══ Excerpt provided

And ratios. Cost to income ratio is down from 77% in H1 '18 to 76.3%, and we will see that trajectory continue. On the bottom around the balance sheet. We see growth in deposits of 4%. Loans have grown by 8%. And we'll continue to do that to replace the loans we wrote off 2018. Our capital adequacy ratio is 19.4%, was 16.4%, on the back of our successful Tier 2/1 issue. NPL ratio is down to 7.3% for the bank versus 8.1% that we had at the end of '18.

On the next slide, Slide 16, we present a more detailed view of our earnings. We did mention gross earnings came down 9%. Interest income definitely led that reduction because the loan book is less than it was in 2018. We basically booked NGN 43 billion new loans in first half 2019, and we'll continue to do that. Our noninterest income was down 11% on the back of a lower interest of environment. And we also, of course, have a lower trading income. We recently reduced rates of treasuries and other treasury deposits. However, we see recoveries grew by a whopping 169% on the back of aggressive recovery, which we embarked upon in 2018 when we wrote off the significant amount of loans.

On Slide 17, we present a detailed view of our operating expenses. The 2 items that increased year-on-year are depreciation on the back of investments [a bit] in our systems in the past and regulatory expenses, AMCON, NDIC and those are outside the control of the bank. We see a reduction in staff costs, which came down 5%. We also see a reduction in other overheads. And on the right-hand side, we provide some more details of the key items in the other overheads bucket. General expenses includes things like cleaning, entertainment, stationery, postage, telephone. And that came down close to 46%. And we see a reduction of 12 -- 19% in repairs and maintenance, fleet and vehicle expenses of 17%, accommodation and travel 42%, and this is on the back of our aggressive cost management program.

Next slide, Slide 18, is a broader analysis of our net interest margin, which came down 100 basis points. We see that the funding cost is up 20 basis points on the back of some repricing and the timing issue. This will reverse in the next very few months coming, as we begin to reprice expensive deposits. The bottom left is our industry trend and the margins -- loan margins are thinning. We will leverage our value chain to make sure we can book loans with higher margins in a more secured structure.

Slide 19 looks at liquidity metrics, where on the right-hand side we show the total loans to customer deposits. This has become a very important metric in Nigeria today, and we are at 63% at the end of June. Our liquidity ratio at 38% is way above the regulatory guidelines.

Slide 20 provides a view of our funding mix, where we see, on the right-hand side, growth of 4% -- I'm sorry, it's 5% in the low-cost deposit bucket, current and savings account, and about 4% of the deposit growth. At the bottom, we see a breakdown of our deposit by segment, where we have called out SME for emphasis and we're beginning -- these are early days, beginning to see some growth in the deposit base.

════
══ Extracted records

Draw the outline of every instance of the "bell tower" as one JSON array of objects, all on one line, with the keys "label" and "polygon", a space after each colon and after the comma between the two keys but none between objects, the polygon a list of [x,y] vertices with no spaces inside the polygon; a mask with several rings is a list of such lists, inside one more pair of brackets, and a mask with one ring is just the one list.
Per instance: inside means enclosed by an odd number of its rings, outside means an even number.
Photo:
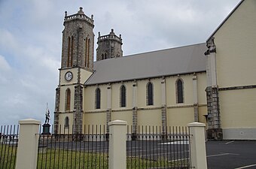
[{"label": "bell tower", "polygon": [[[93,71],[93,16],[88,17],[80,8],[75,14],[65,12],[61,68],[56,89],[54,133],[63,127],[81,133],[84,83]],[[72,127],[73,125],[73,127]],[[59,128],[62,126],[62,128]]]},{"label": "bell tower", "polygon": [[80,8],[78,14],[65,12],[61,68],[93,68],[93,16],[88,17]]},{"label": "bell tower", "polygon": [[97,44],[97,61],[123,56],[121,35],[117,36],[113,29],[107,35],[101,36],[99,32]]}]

════
══ Extracted records

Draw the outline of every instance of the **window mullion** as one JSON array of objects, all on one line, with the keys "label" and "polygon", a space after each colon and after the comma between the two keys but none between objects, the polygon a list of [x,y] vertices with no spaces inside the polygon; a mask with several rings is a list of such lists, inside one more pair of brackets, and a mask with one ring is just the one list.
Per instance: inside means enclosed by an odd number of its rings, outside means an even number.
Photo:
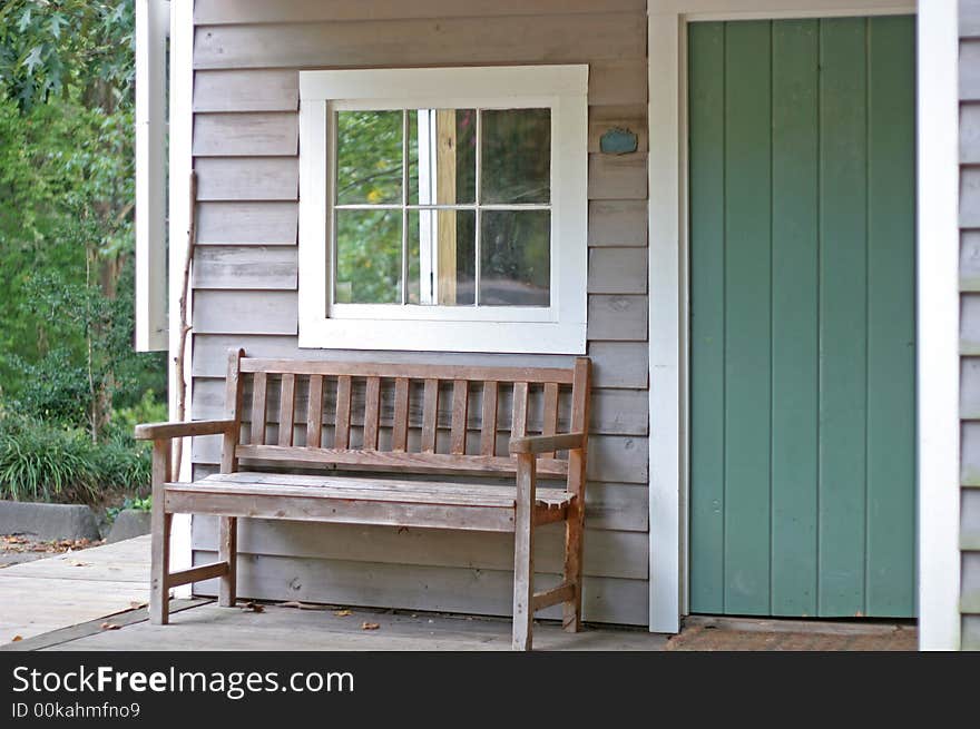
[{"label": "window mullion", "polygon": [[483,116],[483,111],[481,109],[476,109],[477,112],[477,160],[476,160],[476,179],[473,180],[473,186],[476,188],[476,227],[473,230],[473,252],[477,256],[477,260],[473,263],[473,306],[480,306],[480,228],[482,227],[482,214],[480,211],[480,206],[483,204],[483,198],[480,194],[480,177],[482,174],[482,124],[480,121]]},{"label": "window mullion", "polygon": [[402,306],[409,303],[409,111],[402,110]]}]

════

◆ Problem statement:
Will you print the stretch of the bank earnings call excerpt from "Next slide, Slide 18, is" through "more secured structure.", word for word? The records aren't needed for any of this.

◆ Solution:
Next slide, Slide 18, is a broader analysis of our net interest margin, which came down 100 basis points. We see that the funding cost is up 20 basis points on the back of some repricing and the timing issue. This will reverse in the next very few months coming, as we begin to reprice expensive deposits. The bottom left is our industry trend and the margins -- loan margins are thinning. We will leverage our value chain to make sure we can book loans with higher margins in a more secured structure.